* Start *

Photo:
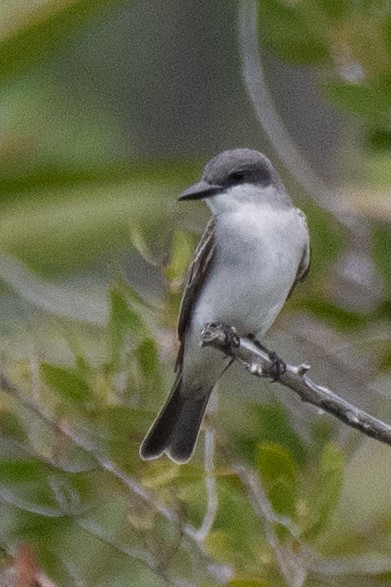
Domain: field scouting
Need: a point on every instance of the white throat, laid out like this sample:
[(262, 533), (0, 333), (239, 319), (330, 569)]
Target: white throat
[(247, 196)]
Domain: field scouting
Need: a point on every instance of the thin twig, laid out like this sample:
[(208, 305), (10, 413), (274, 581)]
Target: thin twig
[(219, 571), (268, 116), (259, 363), (288, 562), (210, 478)]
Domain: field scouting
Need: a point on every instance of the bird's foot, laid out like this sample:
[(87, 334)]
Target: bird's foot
[(231, 339), (278, 366)]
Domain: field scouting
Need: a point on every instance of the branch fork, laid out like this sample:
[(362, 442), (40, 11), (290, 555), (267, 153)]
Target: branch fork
[(262, 363)]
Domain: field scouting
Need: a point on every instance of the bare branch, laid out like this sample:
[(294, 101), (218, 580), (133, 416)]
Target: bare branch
[(220, 572), (288, 562), (259, 363)]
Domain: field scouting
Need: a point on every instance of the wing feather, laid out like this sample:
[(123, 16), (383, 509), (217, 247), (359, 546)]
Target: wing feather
[(198, 271)]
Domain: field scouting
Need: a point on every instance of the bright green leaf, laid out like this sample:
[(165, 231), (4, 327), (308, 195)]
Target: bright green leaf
[(296, 31), (249, 583), (182, 252), (21, 470), (278, 471), (270, 423), (66, 382), (123, 320), (45, 31), (326, 491), (370, 100)]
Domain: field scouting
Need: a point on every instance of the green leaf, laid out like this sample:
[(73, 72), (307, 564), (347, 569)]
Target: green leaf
[(335, 10), (45, 31), (123, 320), (270, 423), (21, 470), (334, 315), (326, 491), (370, 100), (249, 583), (10, 426), (66, 382), (278, 471), (181, 255), (381, 242), (295, 31)]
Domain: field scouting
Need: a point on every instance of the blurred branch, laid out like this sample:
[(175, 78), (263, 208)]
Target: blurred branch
[(355, 271), (210, 478), (268, 116), (288, 561), (220, 572), (259, 363)]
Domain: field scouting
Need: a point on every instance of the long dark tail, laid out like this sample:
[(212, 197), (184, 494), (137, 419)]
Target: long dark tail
[(176, 428)]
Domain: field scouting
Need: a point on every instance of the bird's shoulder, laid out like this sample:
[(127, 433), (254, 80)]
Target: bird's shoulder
[(197, 273)]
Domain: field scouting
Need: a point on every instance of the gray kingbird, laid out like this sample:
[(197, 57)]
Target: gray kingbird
[(253, 252)]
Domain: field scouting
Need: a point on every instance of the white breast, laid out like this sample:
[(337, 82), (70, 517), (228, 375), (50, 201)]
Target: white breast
[(258, 252)]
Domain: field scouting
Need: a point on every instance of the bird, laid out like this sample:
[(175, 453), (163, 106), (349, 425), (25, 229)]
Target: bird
[(254, 250)]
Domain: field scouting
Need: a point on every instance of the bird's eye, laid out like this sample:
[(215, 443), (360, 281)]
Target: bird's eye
[(236, 176)]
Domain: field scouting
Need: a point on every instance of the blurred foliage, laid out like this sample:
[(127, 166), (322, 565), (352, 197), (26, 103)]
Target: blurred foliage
[(283, 501), (352, 43)]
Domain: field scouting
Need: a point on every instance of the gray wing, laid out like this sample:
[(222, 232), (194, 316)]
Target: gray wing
[(195, 279), (305, 263)]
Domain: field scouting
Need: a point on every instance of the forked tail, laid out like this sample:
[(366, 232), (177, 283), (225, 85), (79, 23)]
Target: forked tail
[(176, 428)]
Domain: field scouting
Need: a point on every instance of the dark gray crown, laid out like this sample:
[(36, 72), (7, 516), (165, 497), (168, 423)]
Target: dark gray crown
[(240, 166)]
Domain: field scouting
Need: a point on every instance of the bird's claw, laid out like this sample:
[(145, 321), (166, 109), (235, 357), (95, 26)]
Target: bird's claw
[(278, 367), (231, 337)]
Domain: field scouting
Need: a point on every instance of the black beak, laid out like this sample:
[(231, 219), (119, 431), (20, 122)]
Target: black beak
[(199, 191)]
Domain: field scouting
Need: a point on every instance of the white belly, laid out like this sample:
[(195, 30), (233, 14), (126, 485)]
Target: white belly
[(253, 270)]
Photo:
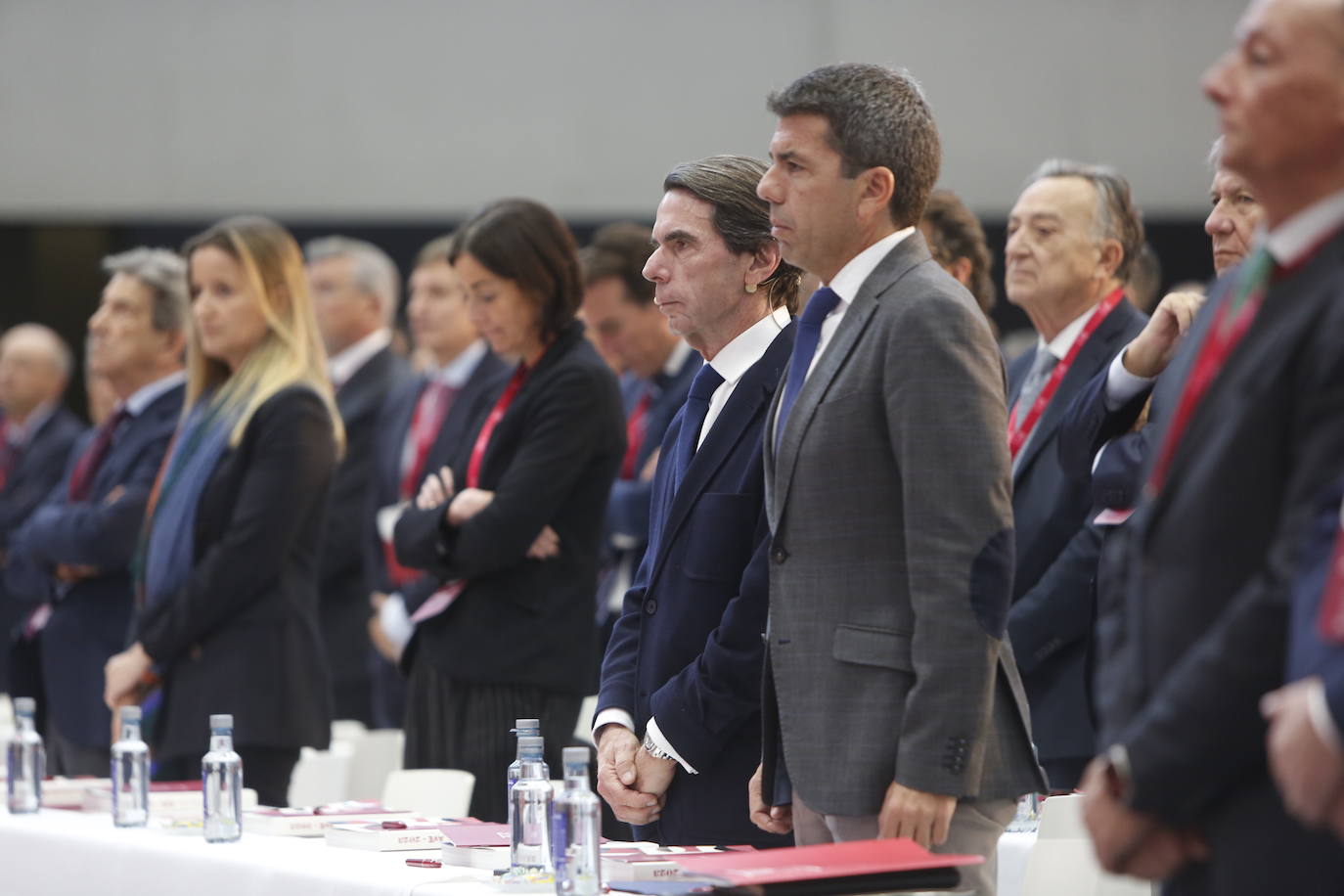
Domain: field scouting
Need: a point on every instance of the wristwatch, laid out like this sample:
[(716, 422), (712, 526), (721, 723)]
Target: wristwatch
[(656, 751)]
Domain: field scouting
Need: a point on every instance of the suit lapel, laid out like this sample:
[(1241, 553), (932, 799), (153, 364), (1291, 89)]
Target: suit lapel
[(749, 400), (1092, 357), (908, 252)]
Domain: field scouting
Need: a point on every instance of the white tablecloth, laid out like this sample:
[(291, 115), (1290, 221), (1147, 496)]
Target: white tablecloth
[(70, 853)]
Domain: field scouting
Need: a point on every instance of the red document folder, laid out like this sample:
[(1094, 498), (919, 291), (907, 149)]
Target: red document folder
[(859, 867)]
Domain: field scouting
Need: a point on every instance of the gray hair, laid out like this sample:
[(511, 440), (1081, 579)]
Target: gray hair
[(164, 272), (61, 355), (1215, 154), (376, 273), (1116, 216), (879, 118)]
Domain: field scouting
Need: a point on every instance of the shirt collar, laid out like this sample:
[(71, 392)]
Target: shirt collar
[(457, 371), (347, 362), (1064, 338), (676, 359), (1300, 234), (146, 395), (749, 345), (858, 269)]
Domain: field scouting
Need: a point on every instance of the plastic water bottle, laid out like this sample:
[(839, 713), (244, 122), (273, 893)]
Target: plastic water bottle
[(222, 784), (129, 774), (530, 840), (25, 759), (577, 830), (523, 729)]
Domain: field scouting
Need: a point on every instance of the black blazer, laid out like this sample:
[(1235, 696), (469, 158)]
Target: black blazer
[(394, 426), (243, 636), (1052, 617), (687, 648), (1203, 618), (40, 465), (550, 463), (343, 594)]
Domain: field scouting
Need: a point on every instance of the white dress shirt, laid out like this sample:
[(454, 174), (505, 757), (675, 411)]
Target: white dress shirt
[(850, 281), (347, 362)]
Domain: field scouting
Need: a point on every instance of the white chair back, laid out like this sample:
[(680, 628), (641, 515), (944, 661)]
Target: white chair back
[(320, 777), (377, 755), (434, 792)]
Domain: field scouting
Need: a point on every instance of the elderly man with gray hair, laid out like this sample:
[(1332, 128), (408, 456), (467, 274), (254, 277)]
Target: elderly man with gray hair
[(36, 434), (355, 291), (1073, 238), (70, 561)]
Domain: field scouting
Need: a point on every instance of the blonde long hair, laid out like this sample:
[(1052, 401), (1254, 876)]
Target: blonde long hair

* End *

__Written task__
Render the rows above as a JSON list of strings, one string per line, with blank lines skipped and the pictures left out.

__Answer below__
[
  "Photo:",
  "Domain: field scouting",
  "Need: a point on every instance of the white throat, laid out like this sample:",
  "[(262, 533), (0, 333), (239, 319), (330, 569)]",
  "Target: white throat",
  "[(247, 196)]",
  "Domain: field scouting",
  "Need: a point on every instance of the thin twig, laid out like this sample:",
  "[(208, 305), (10, 413), (274, 581)]",
  "Target: thin twig",
  "[(219, 571), (268, 116), (259, 363), (288, 562), (210, 478)]",
  "Domain: field scouting",
  "Need: a point on every instance of the bird's foot, laid out like this sample:",
  "[(87, 334)]",
  "Target: bird's foot",
  "[(231, 339), (278, 366)]",
  "Domain: field scouting",
  "Need: a point on every instance of the branch fork, laid out like this sample:",
  "[(362, 442), (40, 11), (290, 555), (267, 153)]",
  "Target: branch fork",
  "[(262, 363)]",
  "Domain: field scouting",
  "Need: a point on every instance of the bare branch, laid out like this sample:",
  "[(294, 101), (218, 580), (133, 416)]",
  "Target: bare branch",
  "[(220, 572), (288, 562), (259, 363)]",
  "Domain: field scouting",
  "Need: a point on every instance of the wing feather, laid out like this sample:",
  "[(123, 16), (383, 509), (217, 247), (359, 546)]",
  "Target: wing feather",
  "[(198, 271)]",
  "Domain: field scouting",
  "Need: a point on every instance of the bright green leaf, laid out like this sample:",
  "[(165, 231), (4, 327), (308, 195)]",
  "Target: bright green leaf",
  "[(296, 31), (249, 583), (182, 252), (21, 470), (278, 471), (270, 423), (66, 382), (123, 320), (45, 31), (326, 491), (370, 100)]",
  "Domain: field scouting",
  "Need: a point on every instance of the green leaf, laid out like this sample:",
  "[(73, 72), (307, 564), (347, 569)]",
  "Target: green leaf",
  "[(335, 10), (45, 31), (123, 320), (270, 423), (21, 470), (334, 315), (326, 491), (370, 100), (249, 583), (10, 426), (66, 382), (278, 471), (181, 255), (381, 242), (295, 31)]",
  "Domain: field scouting",
  "Need: a point on every instance of the blurred branch, laid out like this sample:",
  "[(175, 78), (263, 208)]",
  "Target: blurred branch",
  "[(355, 271), (210, 478), (268, 116), (288, 561), (220, 572), (259, 363)]",
  "Domain: field scouting",
  "Need: a point on every instance of the long dark tail, laid out like this sample:",
  "[(212, 197), (184, 494), (137, 419)]",
  "Target: long dark tail",
  "[(176, 428)]",
  "Domain: field scouting",
  "Need: a point on every instance of the bird's shoulder, laid out like this sample:",
  "[(127, 433), (254, 80)]",
  "Target: bird's shoulder",
  "[(197, 273)]",
  "Domain: field scouting",
  "Need: a point on every instance of the gray kingbird, laid out like this sample:",
  "[(197, 57)]",
  "Target: gray kingbird",
  "[(253, 252)]",
  "Domain: field scouting",
  "Need: a point on every instance of the white breast, laid out like this sample:",
  "[(337, 82), (70, 517), (228, 375), (50, 201)]",
  "Target: white breast",
  "[(258, 252)]",
  "Domain: field scouting",
  "Need: a point on every instance of the bird, laid out like this sample:",
  "[(175, 453), (163, 106), (349, 425), (25, 229)]",
  "Target: bird",
  "[(254, 250)]",
  "Domain: field scouting",
  "Need: a point on every instance of the bird's eye, laid out like this sample:",
  "[(215, 443), (360, 281)]",
  "Target: bird's eye",
  "[(236, 176)]",
  "Domain: field scouting",
  "Need: a point on every instance of the blurred foliage, laid out like this sample:",
  "[(127, 166), (322, 565), (352, 197), (26, 103)]",
  "Target: blurred foliage",
  "[(283, 501), (352, 43)]",
  "Domain: field scouting",
  "Need: a point on every instance of the gray wing, laid out like this sample:",
  "[(222, 232), (194, 316)]",
  "Target: gray wing",
  "[(195, 279), (305, 263)]",
  "Domain: field scouting",
  "Need: a point on every instance of the forked tail, laid out like this sample:",
  "[(366, 232), (177, 283), (225, 85), (79, 23)]",
  "Target: forked tail",
  "[(176, 428)]",
  "Domain: field scouting",
  "Need: a point on every instance of the dark gray crown, laid out like this sample:",
  "[(36, 72), (7, 516), (165, 497), (168, 423)]",
  "Target: dark gray crown",
  "[(240, 166)]",
  "Domain: field scouting",
  "Need: a point on every instance of the bird's claw, laid out like this sample:",
  "[(145, 321), (166, 109), (235, 357), (95, 26)]",
  "Target: bird's claw",
  "[(278, 367), (231, 337)]",
  "Domain: field scouting",
  "Need: a point on every instance of the black beak, laid out like this sample:",
  "[(231, 219), (119, 431), (20, 122)]",
  "Target: black beak",
  "[(199, 191)]",
  "Domain: field scouting",
  "Need: a point on every instance of the white belly, laid out like this sample:",
  "[(195, 30), (233, 14), (126, 485)]",
  "Target: white belly",
  "[(253, 270)]",
  "Photo:",
  "Domain: field scouting",
  "Need: a point on every instance of the wristwatch, laid out like this sample:",
  "[(716, 422), (712, 526), (721, 723)]",
  "Target: wristwatch",
  "[(656, 751)]",
  "Domain: field scouting",
  "Need: a point on every instance of the suit lapel, laid out like this sample:",
  "[(1241, 553), (932, 799), (153, 364), (1291, 89)]",
  "Target: suit lapel",
  "[(749, 400), (1092, 357), (908, 252)]",
  "Domain: field scouting",
  "Need: a point on every instance of the white tablecloth, laid out like this sample:",
  "[(291, 115), (1290, 221), (1147, 496)]",
  "Target: white tablecloth",
  "[(70, 853)]",
  "Domain: field scouting",
  "Need: a point on every instance of the red document folder, laid out like this sample:",
  "[(1094, 498), (919, 291), (907, 149)]",
  "Target: red document folder",
  "[(859, 867)]",
  "Domain: field scouting",
  "Need: a point on every instance of the gray hair, laid out like this sample:",
  "[(511, 440), (1081, 579)]",
  "Target: gray hair",
  "[(164, 272), (61, 355), (1215, 154), (376, 273), (1116, 216), (879, 118)]",
  "Domain: field scouting",
  "Need: a point on every instance of the shirt collar, laid out like this sample:",
  "[(71, 392)]",
  "Target: shirt collar",
  "[(457, 371), (347, 362), (1064, 338), (676, 359), (1300, 234), (146, 395), (749, 345), (858, 269)]",
  "Domain: field scouting",
  "Need: a point on every instance of the plastic water bottle, laid out like this sample:",
  "[(839, 713), (244, 122), (273, 893)]",
  "Target: plastic water bottle",
  "[(222, 784), (129, 774), (530, 840), (25, 759), (577, 830), (523, 729)]",
  "Domain: field scouting",
  "Need: a point on every instance of the black blazer, laid out like this sample:",
  "[(1235, 696), (469, 158)]",
  "Target: black blazer",
  "[(394, 426), (243, 636), (1052, 617), (687, 648), (1203, 618), (40, 465), (550, 463), (343, 594)]",
  "Domain: field scouting",
  "Need: a point on every instance of the white dress shirt, laid out like this sample:",
  "[(454, 174), (505, 757), (675, 411)]",
  "Target: white dress shirt",
  "[(850, 281), (347, 362)]",
  "Domain: field scouting",
  "Need: a point on every instance of the white chair back, laid out like this sample:",
  "[(680, 628), (641, 515), (944, 661)]",
  "Target: white chair back",
  "[(320, 777), (377, 755), (434, 792)]",
  "Domain: field scouting",
  "Need: a point on every instance of the elderly man with gray hair, laid out like this sample:",
  "[(1332, 128), (408, 456), (467, 274), (254, 277)]",
  "Target: elderly man with gray hair",
  "[(36, 434), (355, 291), (1073, 238), (70, 561)]",
  "Domain: field scouting",
  "Need: a point on every instance of the blonde long hair, laid out like this sample:",
  "[(1052, 401), (1254, 876)]",
  "Target: blonde long hair"
]